TASK TO COMPLETE | Continue the research summary on patents, R&D, innovation and firms' valuations, starting right after its last sentence.
*** Opening of EXTRACT ***
Patents, R&D, Innovation and Firms' Valuations
While the existence of intellectual property (IP) protection through patents has long been thought to provide positive incentives for R and D and innovation, a growing "anti-commons" perspective highlights the negative role of patents in facilitating knowledge accumulation relative to publication in professional journals. Fiona Murray and Scott Stern (11465) note that a given discovery may contribute both to scientific research (journal publication) and to useful commercial applications (patents); they examine patent-paper pairs in biotechnology, exploiting the fact that patents are granted with a substantial lag, often years after the knowledge is initially disclosed through journal publication. Diffusion of citations occurs in both the pre-grant period and after formal IP rights are granted. Relative to the expected citation pattern for publications with a given quality level, the "anti-commons" hypothesis predicts that the citation rate to a scientific pub lication should fall after formal IP rights associated with that publication are granted.
Using a difference-in-differences estimator for 169 patent-paper pairs (and including a control group of other publications from the same prestigious Nature journal for which no patent was granted), Murray and Stern find evidence for a modest anti-commons effect, with the post-patent grant decline in citations of about 10-20 percent. This decline becomes more pronounced with the number of years elapsed since the date of patent grant, and is particularly salient for articles written by researchers with public sector affiliations. Hence, while this evidence suggests that formal IP rights do not seem to have a devastating impact on subsequent scientific research, the increased use of formal IP appears to be significantly shaping the structure, conduct, and performance of both university and industry researchers. Additional implications of IP protection for the generation and accumulation of scientific and commercial knowledge are considered by Murray and Stern in another NBER publication.(4) Related research by Bronwyn Hall (7643) and Hall and Alfonso Gambardella (11120) has centered on IP issues arising from university-industry interactions, and documents the tensions that have arisen.
*** Close of EXTRACT ***
*** Opening of COLLECTED DATA ***
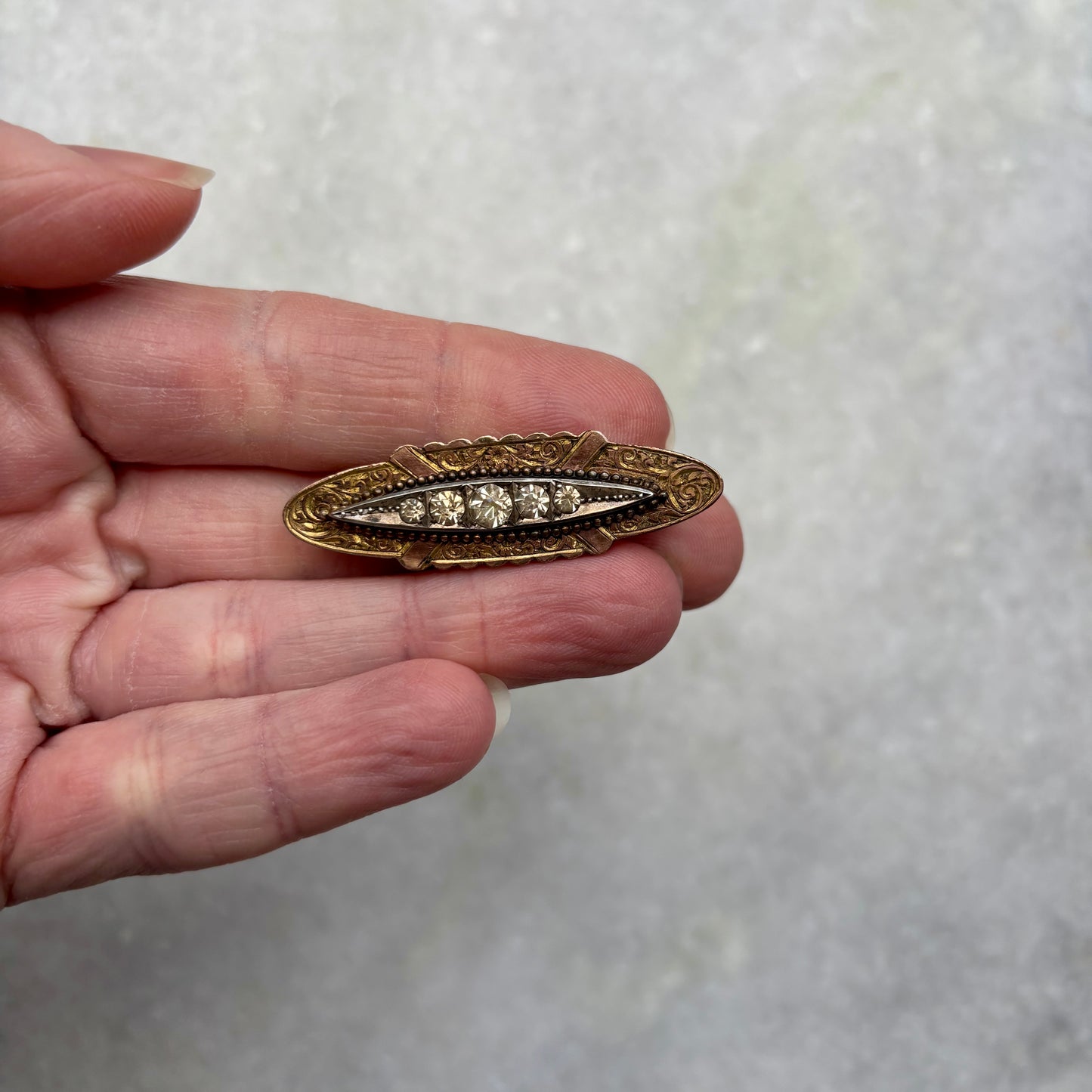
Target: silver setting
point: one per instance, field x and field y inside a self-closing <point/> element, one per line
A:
<point x="488" y="503"/>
*** Close of COLLECTED DATA ***
RESULT OF THE EXERCISE |
Patents on software and business methods have become highly controversial, with critics claiming that patents stifle innovation by holding up the development of technology that builds on patented prior art and by swamping inventors with patent-infringement suits; see, for example, Josh Lerner and Feng Zhu (11168). Iain Cockburn and Megan MacGarvie (12563) examine the effects of software patents on entry and exit in narrowly defined classes of software products, using a dataset with comprehensive coverage of both mature public firms and small privately held firms between 1994 and 2004; they find both stifling and stimulating effects of patents on entry. All else equal, greater numbers of patents held by incumbents have a negative impact on entry rates into narrowly defined software product markets, while greater numbers of patents held by entrants increase the rate of entry and decrease the rate of exit, all else equal. Related research by Lerner (7918, 10223) examines the impact of a notable judicial decision involving State Street Bank on financial patenting behavior.
In Hall and Megan MacGarvie (12195), the authors examine valuation effects of software patenting. Major changes in software patentability occurred in the U.S. Patent and Trademark Office in 1995. After 1995, software patents became more valuable than ordinary patents, but Hall and MacGarvie find that if the patents are held by hardware firms, then it does not matter whether these patents are cited. That is, the "importance" of software patents held by non-software firms has no impact on firms' valuations, although their existence does. The authors also report that the extension of patentability to software was initially negative for software firms, especially for those producing application software or services.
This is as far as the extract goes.